#### Given text:
It is also not that uncommon to have another login for "shutdown",
also UID 0, with a script that calls the "shutdown" command as its
shell and a special password, known to building maintenance staff,
to do a clean shutdown of the system in case of air conditioning
failure or scheduled electric power interruptions, in spite of
having *NO* other access to the system at all.
>suggest to me a way to list the UIDs of all the users that are
>currently logged into the system. That will solve the problem because
>then I can look into the passwd file to determine their usernames and
>send them messages using the 'write' command.
username -> uid is a one-way map.
uid -> username is NOT necessarily a one-way map, and there are no
places to record UIDs of logged-in users anyway.
username -> logged-in-terminal is not a one-way map either, and
it's common to choose the most-recently-active one.

#### Set tasks:
1. According to the passage on UIDs and logins, who knows the special password for the "shutdown" login?
2. Continue the passage on UIDs and logins, starting after its final sentence.

#### Material:
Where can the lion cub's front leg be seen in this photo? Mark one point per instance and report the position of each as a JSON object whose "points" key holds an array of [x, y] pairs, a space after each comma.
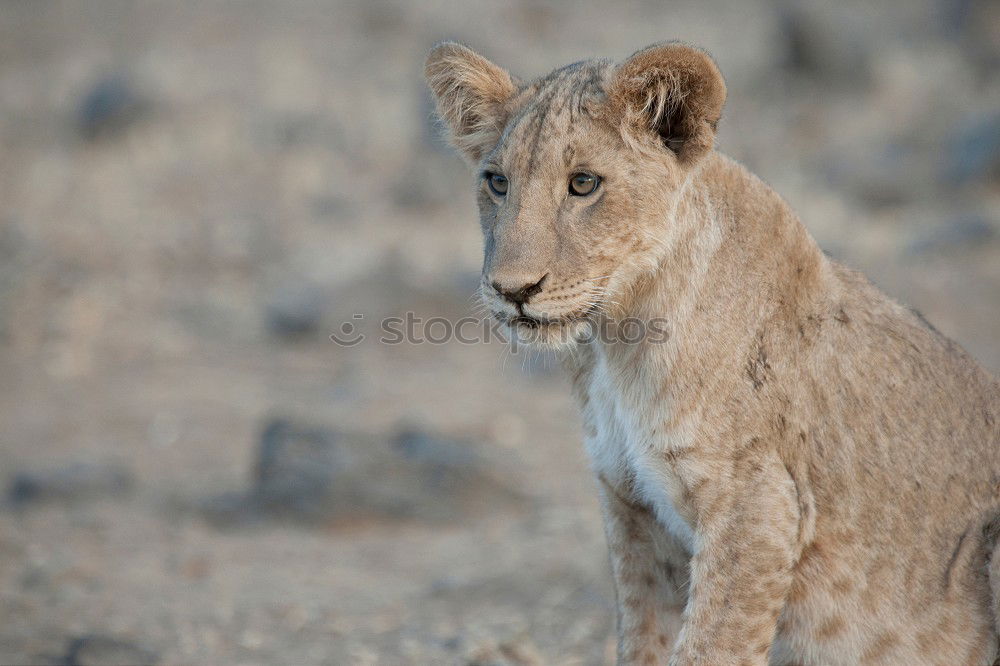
{"points": [[742, 571], [650, 570]]}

#### Exercise responses:
1. Building maintenance staff.

2.
The utmp file, variously placed at /etc/utmp or /var/run/utmp, is
where the login information is maintained. The file format consists
of an array of structures, each containing login information for
one user.
It is quite possible that someone extended the maximum length of a
username "on the cheap". To do it right requires changing the
maximum length of a username in <utmp.h>, then recompiling all the
programs that use it or maintain it (init, login, who, last, w,
ssh, etc.). Further, all of the previous utmp and wtmp files are
no longer readable (since the size of the structure changed). If
executables that might use <utmp.h> are distributed as binaries,
this is a problem. Doing it "on the cheap" means that the full
username isn't logged anywhere, and if what is recorded isn't unique,
you're out of luck. But it doesn't break (too much) distributing
binaries.
Have you actually TRIED this with the "write" command? write(1)
uses utmp to figure out what terminal to write to. So, if
"lordhighmasteroftheuniverseanddns" is logged in and listed by who
as "lordhigh", then I suspect that "write lordhigh" will actually
work, and "write lordhighmasteroftheuniverseanddns" might or might
not (in the BSD systems, I suspect it will).
The worst problem you are likely to have here occurs when two or
more users with usernames identical in the first 8 characters are
simultaneously logged in (say, "lordhighmasteroftheuniverseanddns"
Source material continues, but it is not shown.